The investigative record shows that Complainant's supervisor was the Resident Agent in Charge, or RAC. After a narcotics vessel interdiction in December 2010, RAC met with Complainant, another Group Supervisor (GS2), and other law enforcement officers in January 2011, to assess their performance during the December action. Conflicting testimony was presented as to whether RAC berated or yelled at Complainant. One of Complainant's subordinates (W) stated in his affidavit that RAC "appeared very angry with [Complainant's] position concerning our group's response and performance," and indicated that he "felt very uncomfortable with the manner in which [Complainant] was addressed, considering the confrontation took place in front of" other law enforcement officers outside of the HIS work group. GS2, on the other hand, testified that the interaction was totally professional, RAC never yelled, but "offered constructive criticism because there was [sic] obvious mistakes made."

With respect to the performance appraisal scores, RAC testified that after one of the Group Supervisors gave scores that were almost perfect he decided to create a numeric system that would bring the scores of all three of his supervisory groups more in line and objective. In that regard, he stated that "[t]he purpose was to attempt to rate all personnel in the office by a similar standard to ensure that the appraisals or ratings were fair and consistent for all." Accordingly, RAC informed his Group Supervisors that they needed to make some adjustments in their ratings. Thereafter, Complainant took great issue with this directive, and testified that the three ratings in his group that S1 indicated should be lowered, belonged to his three special agents of Italian descent.

In a January 2012 interaction, Complainant testified that he and an Italian American Special Agent (SA1) under his charge happened to have on red shirts. Upon entering Complainant's office, RAC stated that he "did not get the red shirt memo," and further inferred that the red shirts were "to hide the sauce." Complainant and SA1 took the comment to be a derogatory reference to Italian Americans. While RAC's testimony attributed the "hide the sauce" comment to Complainant, SA1 provided corroborating testimony in support of Complainant.

Thereafter, in February 2012, another confrontation ensued between Complainant and RAC concerning a vehicle assignment. The Issue involved a delay in the delivery of a newly assigned vehicle and several Agents were waiting after business hours in order to exchange vehicles. One of the Special Agents (SA2), testified that he was a direct witness to the interaction. SA2 stated that RAC had concluded a telephone call and appeared to be gathering his belongings to leave, when Complainant stepped in front of him to discuss the fact that the agent bringing the new vehicle would be delayed. RAC then told Complainant that the waiting agents should go ahead drive their current vehicles home and that the exchange would happen the next morning. When Complainant pressed RAC about the agents whom had been waiting, RAC reiterated that the exchange could take place the next day.

### What you will do
• a. In the account, when did the narcotics vessel interdiction take place?
• b. Extract the passage of the account starting with "Thereafter, in February" and going on through "the next day.".
• c. Do these statements agree with the account? (i) GS2 testified that RAC never yelled. (ii) The red shirt interaction took place in January 2011. (iii) RAC told Complainant that the waiting agents could drive their current vehicles home. Answer yes or no for each, and quote the words that decide it.
The listing has no connection to the account above.

### Given data
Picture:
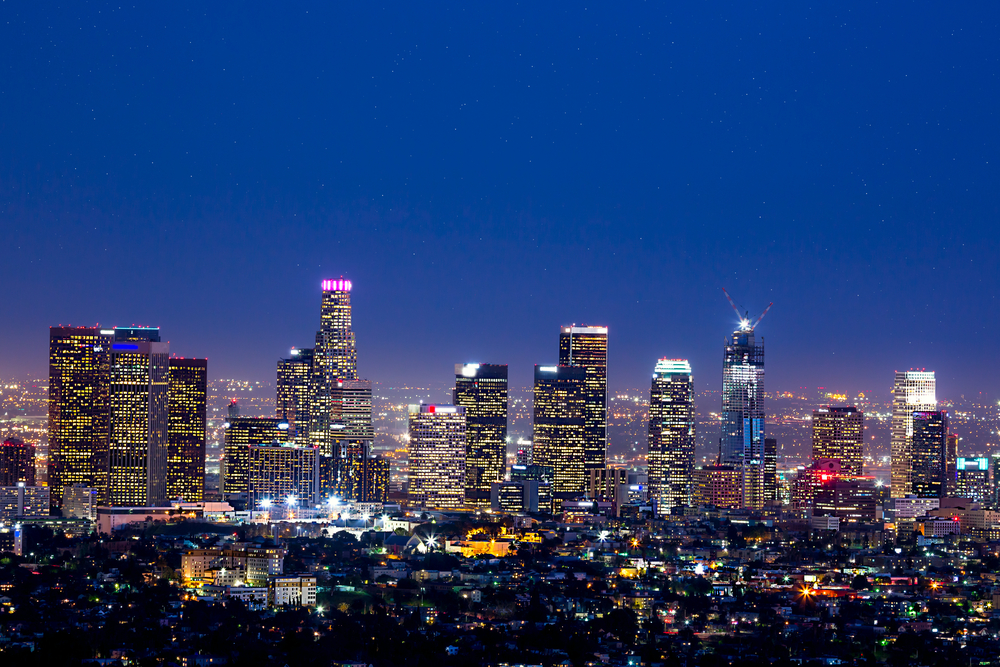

### Solutions below
• a. December 2010

• b.
Thereafter, in February 2012, another confrontation ensued between Complainant and RAC concerning a vehicle assignment. The Issue involved a delay in the delivery of a newly assigned vehicle and several Agents were waiting after business hours in order to exchange vehicles. One of the Special Agents (SA2), testified that he was a direct witness to the interaction. SA2 stated that RAC had concluded a telephone call and appeared to be gathering his belongings to leave, when Complainant stepped in front of him to discuss the fact that the agent bringing the new vehicle would be delayed. RAC then told Complainant that the waiting agents should go ahead drive their current vehicles home and that the exchange would happen the next morning. When Complainant pressed RAC about the agents whom had been waiting, RAC reiterated that the exchange could take place the next day.

• c.
(i) Yes: "RAC never yelled"
(ii) No: "In a January 2012 interaction"
(iii) Yes: "the waiting agents should go ahead drive their current vehicles home"